#### [RECORDS PROVIDED]
++++
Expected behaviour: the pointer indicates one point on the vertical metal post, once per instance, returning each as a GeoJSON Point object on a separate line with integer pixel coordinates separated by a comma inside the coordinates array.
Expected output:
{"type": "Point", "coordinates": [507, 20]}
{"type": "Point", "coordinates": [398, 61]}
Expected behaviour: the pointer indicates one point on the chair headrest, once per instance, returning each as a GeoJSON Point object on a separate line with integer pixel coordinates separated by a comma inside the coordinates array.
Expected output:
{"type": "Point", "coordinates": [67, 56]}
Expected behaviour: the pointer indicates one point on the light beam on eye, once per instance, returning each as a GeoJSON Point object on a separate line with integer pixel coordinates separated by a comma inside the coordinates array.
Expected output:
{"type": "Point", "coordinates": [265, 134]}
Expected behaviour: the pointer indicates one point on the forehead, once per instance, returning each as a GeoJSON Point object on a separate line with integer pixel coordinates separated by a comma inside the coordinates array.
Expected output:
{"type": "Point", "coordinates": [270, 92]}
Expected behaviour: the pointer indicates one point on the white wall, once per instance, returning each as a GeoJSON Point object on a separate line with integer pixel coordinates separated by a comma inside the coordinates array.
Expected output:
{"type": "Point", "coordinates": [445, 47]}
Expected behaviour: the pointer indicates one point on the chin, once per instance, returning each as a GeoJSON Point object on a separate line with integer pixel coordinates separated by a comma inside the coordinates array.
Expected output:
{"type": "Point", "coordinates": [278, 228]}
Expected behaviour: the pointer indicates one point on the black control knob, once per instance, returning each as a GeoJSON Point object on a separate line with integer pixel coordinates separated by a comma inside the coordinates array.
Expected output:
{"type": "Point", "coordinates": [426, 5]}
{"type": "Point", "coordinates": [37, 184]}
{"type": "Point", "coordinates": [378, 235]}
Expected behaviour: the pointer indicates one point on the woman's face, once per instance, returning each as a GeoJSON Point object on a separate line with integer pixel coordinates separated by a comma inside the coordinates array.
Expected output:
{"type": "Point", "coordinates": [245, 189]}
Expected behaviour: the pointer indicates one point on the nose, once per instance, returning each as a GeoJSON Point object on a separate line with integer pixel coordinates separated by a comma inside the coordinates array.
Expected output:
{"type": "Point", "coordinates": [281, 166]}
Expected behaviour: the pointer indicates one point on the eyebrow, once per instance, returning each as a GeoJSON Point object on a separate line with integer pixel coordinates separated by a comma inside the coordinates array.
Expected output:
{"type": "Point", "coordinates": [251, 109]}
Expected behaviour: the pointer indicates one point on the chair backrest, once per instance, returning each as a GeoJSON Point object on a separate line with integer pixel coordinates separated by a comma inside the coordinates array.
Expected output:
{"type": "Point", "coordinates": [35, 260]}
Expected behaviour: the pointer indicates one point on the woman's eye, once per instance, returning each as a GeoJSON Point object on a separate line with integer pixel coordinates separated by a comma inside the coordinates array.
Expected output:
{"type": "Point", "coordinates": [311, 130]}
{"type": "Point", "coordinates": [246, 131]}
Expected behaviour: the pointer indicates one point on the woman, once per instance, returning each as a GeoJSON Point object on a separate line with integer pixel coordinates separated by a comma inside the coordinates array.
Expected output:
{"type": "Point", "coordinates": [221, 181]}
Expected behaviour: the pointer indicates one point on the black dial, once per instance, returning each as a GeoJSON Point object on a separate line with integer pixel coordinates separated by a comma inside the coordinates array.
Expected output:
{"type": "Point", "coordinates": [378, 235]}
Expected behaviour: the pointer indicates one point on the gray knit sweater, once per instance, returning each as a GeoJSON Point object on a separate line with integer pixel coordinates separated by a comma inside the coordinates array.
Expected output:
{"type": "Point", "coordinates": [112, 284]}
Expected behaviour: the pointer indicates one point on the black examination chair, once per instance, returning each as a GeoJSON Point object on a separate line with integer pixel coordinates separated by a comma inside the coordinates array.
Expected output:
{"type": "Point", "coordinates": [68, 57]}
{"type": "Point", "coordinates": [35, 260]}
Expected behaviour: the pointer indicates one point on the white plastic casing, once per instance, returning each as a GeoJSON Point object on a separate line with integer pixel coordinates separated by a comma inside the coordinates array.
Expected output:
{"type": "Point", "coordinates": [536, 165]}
++++
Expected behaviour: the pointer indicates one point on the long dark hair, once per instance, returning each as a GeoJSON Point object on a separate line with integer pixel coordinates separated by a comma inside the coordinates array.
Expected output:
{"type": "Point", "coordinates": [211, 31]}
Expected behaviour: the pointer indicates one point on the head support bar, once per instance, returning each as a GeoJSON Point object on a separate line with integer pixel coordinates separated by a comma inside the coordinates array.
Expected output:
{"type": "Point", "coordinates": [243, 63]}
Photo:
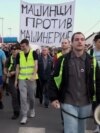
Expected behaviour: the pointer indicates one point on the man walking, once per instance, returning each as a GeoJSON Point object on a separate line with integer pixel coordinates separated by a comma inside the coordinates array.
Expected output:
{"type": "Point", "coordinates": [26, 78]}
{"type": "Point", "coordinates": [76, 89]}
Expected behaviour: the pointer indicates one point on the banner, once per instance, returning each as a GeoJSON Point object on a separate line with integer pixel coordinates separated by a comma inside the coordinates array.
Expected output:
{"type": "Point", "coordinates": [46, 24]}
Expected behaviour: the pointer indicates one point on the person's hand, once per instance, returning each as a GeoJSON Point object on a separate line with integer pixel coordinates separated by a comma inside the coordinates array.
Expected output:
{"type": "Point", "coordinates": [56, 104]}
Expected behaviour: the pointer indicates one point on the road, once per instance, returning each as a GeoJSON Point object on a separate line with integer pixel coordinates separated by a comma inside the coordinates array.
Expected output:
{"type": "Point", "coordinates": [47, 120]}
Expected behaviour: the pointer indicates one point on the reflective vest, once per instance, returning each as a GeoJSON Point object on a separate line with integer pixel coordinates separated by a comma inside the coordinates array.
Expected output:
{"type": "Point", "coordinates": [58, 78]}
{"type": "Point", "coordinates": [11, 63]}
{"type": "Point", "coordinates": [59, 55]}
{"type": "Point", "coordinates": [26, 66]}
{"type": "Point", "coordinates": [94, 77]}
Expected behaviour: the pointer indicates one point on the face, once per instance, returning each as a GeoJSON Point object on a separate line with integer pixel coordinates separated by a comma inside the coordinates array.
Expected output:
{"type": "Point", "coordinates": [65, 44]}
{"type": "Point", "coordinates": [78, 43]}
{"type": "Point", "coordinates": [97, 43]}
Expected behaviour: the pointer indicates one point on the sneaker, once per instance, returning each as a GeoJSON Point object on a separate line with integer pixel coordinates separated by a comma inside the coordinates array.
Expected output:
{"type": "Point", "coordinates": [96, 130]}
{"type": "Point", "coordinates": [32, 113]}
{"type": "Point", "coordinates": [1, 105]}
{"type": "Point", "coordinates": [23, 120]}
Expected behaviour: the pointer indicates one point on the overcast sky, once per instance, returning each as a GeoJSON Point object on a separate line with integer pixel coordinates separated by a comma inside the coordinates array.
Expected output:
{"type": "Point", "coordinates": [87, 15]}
++++
#### [REQUIRED ACTION]
Go over the listing above and return each line with "white".

#### [EXERCISE RESPONSE]
Expected behaviour: the pointer indicates one point on the white wall, once per instance, returning each as a GeoJSON Point object on a separate line with integer pixel coordinates separated by a comma inside the coordinates array.
Expected behaviour: the pointer indicates one point on the white plastic casing, once per instance, returning each as a GeoJSON Point object on a separate line with integer pixel coordinates separated by a comma inside the coordinates array.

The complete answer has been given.